• _PROBLEM REQUIREMENTS_
From the items below, extract every line that contains the string "bridge".

• _A run of records_
_ _ _ _ _

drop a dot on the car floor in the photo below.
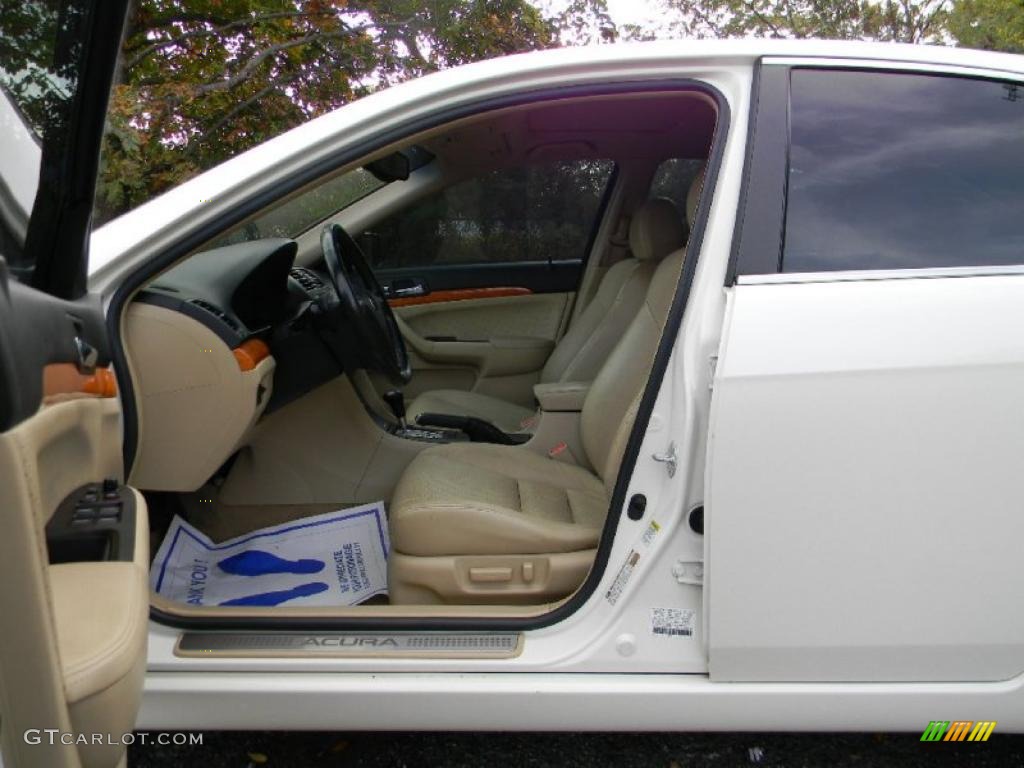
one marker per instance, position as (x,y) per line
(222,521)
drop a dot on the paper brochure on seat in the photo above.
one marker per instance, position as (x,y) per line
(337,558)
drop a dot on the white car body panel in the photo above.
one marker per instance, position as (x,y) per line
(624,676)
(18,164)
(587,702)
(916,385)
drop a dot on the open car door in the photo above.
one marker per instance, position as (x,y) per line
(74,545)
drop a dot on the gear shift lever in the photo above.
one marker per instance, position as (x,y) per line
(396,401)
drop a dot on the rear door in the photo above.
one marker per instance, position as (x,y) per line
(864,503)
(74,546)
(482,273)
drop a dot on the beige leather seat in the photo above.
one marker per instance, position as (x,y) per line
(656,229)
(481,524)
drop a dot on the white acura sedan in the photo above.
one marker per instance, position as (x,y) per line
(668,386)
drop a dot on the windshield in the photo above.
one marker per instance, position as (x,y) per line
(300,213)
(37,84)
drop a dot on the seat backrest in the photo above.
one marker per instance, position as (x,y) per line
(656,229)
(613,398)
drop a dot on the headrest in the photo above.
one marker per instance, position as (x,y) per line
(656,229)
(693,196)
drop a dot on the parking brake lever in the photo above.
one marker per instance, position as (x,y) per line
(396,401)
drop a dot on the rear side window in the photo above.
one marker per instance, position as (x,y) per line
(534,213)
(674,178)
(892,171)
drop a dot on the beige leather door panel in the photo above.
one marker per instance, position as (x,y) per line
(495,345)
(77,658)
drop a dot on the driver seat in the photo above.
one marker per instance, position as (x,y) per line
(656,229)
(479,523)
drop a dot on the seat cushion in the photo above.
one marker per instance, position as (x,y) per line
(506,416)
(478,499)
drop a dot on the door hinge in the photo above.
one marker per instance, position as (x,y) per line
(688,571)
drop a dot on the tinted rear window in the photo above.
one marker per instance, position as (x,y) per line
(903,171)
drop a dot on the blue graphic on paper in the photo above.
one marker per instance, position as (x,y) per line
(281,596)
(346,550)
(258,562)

_ _ _ _ _

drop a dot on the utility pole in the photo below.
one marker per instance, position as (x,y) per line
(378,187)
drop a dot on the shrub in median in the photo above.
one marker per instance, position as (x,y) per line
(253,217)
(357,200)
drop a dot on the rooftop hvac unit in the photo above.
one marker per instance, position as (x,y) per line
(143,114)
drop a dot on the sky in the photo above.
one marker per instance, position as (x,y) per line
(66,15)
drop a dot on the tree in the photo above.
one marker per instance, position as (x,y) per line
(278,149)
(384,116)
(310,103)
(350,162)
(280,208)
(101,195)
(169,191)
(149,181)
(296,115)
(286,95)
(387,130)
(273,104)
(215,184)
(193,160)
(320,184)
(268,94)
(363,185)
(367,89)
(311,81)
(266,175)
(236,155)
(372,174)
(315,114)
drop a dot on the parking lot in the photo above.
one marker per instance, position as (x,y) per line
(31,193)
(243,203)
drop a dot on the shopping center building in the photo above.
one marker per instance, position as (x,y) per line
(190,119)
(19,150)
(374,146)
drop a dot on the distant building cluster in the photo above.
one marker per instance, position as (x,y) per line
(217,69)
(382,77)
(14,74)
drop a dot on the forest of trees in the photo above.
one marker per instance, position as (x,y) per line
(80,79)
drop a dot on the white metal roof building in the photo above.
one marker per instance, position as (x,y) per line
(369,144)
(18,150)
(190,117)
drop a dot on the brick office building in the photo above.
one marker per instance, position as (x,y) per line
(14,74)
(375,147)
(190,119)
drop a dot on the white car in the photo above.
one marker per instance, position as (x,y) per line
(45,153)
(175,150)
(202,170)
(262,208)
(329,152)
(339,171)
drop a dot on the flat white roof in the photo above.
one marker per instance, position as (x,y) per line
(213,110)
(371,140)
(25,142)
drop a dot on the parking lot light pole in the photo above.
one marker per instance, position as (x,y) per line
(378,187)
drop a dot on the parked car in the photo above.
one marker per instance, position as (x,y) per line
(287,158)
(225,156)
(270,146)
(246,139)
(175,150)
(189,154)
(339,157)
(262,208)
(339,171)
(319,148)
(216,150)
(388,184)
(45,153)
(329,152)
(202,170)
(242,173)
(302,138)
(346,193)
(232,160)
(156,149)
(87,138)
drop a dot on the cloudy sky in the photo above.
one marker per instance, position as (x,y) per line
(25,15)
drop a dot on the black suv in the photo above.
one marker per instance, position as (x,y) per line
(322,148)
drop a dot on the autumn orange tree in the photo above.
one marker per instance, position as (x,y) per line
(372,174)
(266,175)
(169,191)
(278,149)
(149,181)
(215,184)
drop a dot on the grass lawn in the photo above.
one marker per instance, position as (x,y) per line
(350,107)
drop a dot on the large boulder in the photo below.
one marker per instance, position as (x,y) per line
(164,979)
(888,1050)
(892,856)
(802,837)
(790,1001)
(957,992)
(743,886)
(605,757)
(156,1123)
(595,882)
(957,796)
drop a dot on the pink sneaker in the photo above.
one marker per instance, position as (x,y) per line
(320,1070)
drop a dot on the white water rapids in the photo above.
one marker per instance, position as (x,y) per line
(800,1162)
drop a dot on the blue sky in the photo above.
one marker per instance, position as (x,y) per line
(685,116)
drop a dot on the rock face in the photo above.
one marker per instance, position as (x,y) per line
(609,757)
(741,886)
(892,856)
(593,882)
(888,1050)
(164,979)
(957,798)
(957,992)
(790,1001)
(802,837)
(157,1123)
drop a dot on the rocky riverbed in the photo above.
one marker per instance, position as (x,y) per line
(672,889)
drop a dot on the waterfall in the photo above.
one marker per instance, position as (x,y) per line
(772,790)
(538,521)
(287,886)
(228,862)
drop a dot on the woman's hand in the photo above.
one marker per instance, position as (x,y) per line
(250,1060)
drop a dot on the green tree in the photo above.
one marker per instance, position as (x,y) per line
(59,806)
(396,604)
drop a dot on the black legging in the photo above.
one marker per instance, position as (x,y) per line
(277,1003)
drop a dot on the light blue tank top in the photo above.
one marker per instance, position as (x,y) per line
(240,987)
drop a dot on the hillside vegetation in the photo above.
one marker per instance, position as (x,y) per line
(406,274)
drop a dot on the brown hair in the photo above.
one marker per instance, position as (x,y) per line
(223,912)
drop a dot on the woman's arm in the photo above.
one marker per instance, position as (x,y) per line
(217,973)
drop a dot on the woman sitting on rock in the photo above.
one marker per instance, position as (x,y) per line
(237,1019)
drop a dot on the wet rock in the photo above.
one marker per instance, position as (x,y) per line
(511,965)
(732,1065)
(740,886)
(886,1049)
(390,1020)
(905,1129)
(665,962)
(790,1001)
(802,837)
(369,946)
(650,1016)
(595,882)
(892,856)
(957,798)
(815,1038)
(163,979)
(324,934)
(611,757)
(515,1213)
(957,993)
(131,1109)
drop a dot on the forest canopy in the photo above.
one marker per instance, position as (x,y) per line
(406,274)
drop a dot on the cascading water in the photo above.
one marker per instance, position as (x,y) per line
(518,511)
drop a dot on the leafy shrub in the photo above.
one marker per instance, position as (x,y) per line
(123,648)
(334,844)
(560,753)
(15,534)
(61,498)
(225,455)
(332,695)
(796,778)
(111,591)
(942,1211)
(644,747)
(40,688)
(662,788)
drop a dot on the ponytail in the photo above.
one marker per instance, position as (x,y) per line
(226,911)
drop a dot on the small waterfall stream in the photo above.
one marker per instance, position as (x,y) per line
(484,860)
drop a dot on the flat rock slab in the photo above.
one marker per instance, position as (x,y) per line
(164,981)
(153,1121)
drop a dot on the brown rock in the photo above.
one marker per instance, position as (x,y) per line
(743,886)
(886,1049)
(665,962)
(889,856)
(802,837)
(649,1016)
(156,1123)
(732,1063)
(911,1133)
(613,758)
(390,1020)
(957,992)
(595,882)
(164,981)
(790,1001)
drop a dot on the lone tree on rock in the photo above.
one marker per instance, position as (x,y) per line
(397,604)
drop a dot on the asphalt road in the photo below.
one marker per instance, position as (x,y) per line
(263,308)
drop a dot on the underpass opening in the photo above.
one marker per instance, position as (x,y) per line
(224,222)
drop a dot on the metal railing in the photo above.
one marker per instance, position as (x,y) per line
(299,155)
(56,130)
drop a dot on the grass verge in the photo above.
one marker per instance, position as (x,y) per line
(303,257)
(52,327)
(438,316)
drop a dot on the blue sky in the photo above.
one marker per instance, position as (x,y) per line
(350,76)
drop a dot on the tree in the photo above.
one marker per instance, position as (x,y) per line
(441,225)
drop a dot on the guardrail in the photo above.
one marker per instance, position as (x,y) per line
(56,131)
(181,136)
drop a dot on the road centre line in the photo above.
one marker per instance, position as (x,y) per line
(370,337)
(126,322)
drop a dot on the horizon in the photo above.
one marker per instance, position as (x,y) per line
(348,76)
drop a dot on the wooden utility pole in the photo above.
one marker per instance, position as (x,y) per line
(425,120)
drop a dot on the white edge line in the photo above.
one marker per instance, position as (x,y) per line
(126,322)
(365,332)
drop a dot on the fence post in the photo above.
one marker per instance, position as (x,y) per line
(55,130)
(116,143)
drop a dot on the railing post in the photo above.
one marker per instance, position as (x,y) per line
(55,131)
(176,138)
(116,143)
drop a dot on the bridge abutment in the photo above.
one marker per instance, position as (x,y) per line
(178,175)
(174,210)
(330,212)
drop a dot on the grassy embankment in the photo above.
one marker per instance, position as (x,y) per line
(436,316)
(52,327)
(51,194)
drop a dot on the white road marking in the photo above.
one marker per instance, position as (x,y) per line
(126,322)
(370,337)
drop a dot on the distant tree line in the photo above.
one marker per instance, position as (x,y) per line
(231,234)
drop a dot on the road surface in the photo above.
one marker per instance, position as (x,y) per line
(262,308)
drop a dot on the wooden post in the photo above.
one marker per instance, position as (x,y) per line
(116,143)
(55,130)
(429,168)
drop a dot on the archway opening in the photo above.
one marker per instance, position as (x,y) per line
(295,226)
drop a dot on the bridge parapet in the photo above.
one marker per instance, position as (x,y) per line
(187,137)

_ _ _ _ _

• _SOLUTION TO THE PROBLEM_
drop a dot on the bridge abutment in the photo above.
drop a dot on the bridge parapet in the photo above.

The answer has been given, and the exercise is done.